2.1.2. Structural Glazing

This system provides the most luminous space due to a bigger glass area in the design—practically the entire façade—and a reduction in support systems. This is achieved by means of assembling the panels with special brackets. Generally, the panels are fixed to the substructure at the corners, with brackets providing support for the panels. The gaps between the panels are weather sealed using wet-applied sealants. There are two types of assemblies: bolted and patched (suspended). The differences between the two lie in the fixture of the panels and the attachment of the brackets.

2.2. Thermal Bridges in Curtain Wall Systems

There are different types of thermal bridges that can be detected, depending on the design and origin and on the thermal performance of the components or sections of the wall system. Common types of thermal bridges and conceptualizations include the following:
  • Linear thermal bridges are discontinuities in the thermal envelope that are found along an imaginary line across the building envelope. They are typically found on balcony connections with the floor slab through the wall, wall edges, floor supports, and windows. The energy losses in a linear thermal bridge are defined as the linear thermal transmittance, ψ [15].
  • Point thermal bridges are localized losses detected in a single spot. Examples include fastening elements such as dowels or curtain wall supports and anchors that penetrate the insulating layer. The energy losses in a point thermal bridge are defined as point thermal transmittance, χ.
  • Geometrical thermal bridges are found in a change of direction in the building envelope’s surfaces, like a corner, or where there is a local reduction of these surfaces. It can be a linear or punctual thermal bridge [16].
  • Structural thermal bridges are discontinuities in the insulation of the building envelope produced by elements used in the assembly or construction. Examples are discontinuities in corner junctions between different building components such as an I-beam that passes through an assembly.
  • Systematic thermal bridges are repeated energy losses throughout the length of the façade. This conceptualization is used to facilitate designs of building envelopes as a structure with one-dimensional heat flow, which simplifies the calculation of heat losses. For example, heat losses due to wall ties or joints in masonry.
  • Convective thermal bridges are energy losses due to air movements inside the construction—specifically, unintended air movements inside the structure. Possible causes are convections in gaps among components or within the insulation itself. Heat losses may increase due to the direct influence of the outside air through the insulation. Interior air may also filter into the structure, generating ventilation loss. The air stream will cause moisture accumulation in the outer part of the building envelope, resulting in a reduction in the insulation performance. Increasing conductivity or thermal transmittance in the design compensates for connective thermal bridges. They can also be reduced with proper plans and workmanship in the assembly process.

2.3. Methodology

Approaches to estimating thermal bridges have relied on building energy simulation programs, which use advanced algorithms to achieve accurate energy-efficient designs [17]. A significant amount of effort is required to run such simulations since data input demands aspects of indoor air quality and three-dimmentional (3D) conduction capabilities of design components. Other approaches include the thermally equivalent wall analysis [18]. They consist of working on an equivalent multilayer wall, to be compared to others with the same steady, dynamic thermal behavior to estimate the thermal properties (conductivity, design, specific heat) for similar layers [19]. Other approaches include finite element analysis using detailed computational models [20] (e.g., ANSYS Workbench). Although finite element analysis has high precision on thermoproperty estimates of all materials involved in the geometry [21], the complexity of developing and implementing the resulting models impact their practicality. For example, any small change in the parameters will lead to changes in the thermal bridge estimates as they follow a linear relation.

The data ->
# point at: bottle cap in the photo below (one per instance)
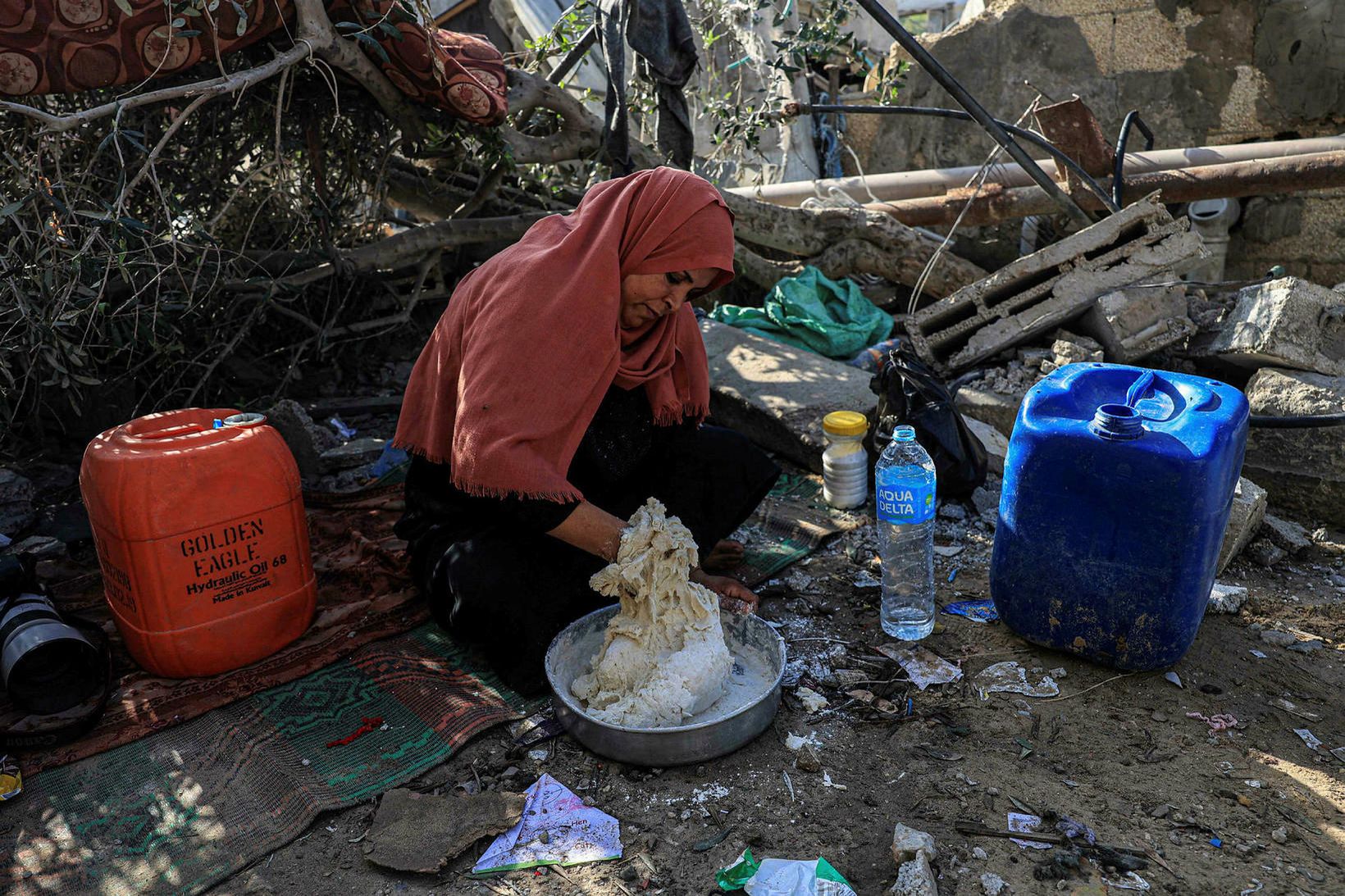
(845, 423)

Activities ->
1: Answer these questions from the curtain wall passage:
(a) How are the gaps between panels weather sealed in structural glazing?
(b) What defines the energy losses in a point thermal bridge?
(c) Which software is named as an example of finite element analysis?
2: Quote the curtain wall passage from "This system provides" to "of the brackets.".
3: Extend the curtain wall passage beyond its final sentence.
The material is separate from the curtain wall passage.

Activity answers ->
1:
(a) With wet-applied sealants.
(b) Point thermal transmittance, χ.
(c) ANSYS Workbench.

2:
This system provides the most luminous space due to a bigger glass area in the design—practically the entire façade—and a reduction in support systems. This is achieved by means of assembling the panels with special brackets. Generally, the panels are fixed to the substructure at the corners, with brackets providing support for the panels. The gaps between the panels are weather sealed using wet-applied sealants. There are two types of assemblies: bolted and patched (suspended). The differences between the two lie in the fixture of the panels and the attachment of the brackets.

3:
To evaluate the existence of thermal bridges, a nondestructive analysis using infrared radiation measurements (infrared thermography) was performed. Infrared thermography (IRT) is a method that detects emitted infrared energy from objects. The energy is then further measured and converted into temperature. IRT focuses on the effective detection and processing of infrared radiation to calculate thermal information from noncontact measurement devices [6]. To detect, measure, and visualize infrared radiation, the use of special sensors is required.
IRT was deployed as it offers accurate, inexpensive, nondestructive, and nonlabor-intensive results [22], covering a wide range of radiation and areas, depending on the sensors and lenses selected. Due to their portability, noncontact sensors were used, assembled into a camera for added mobility, and used to capture wide areas of façade systems. The camera was mounted onto a remotely operated UAV, as shown in Figure 1.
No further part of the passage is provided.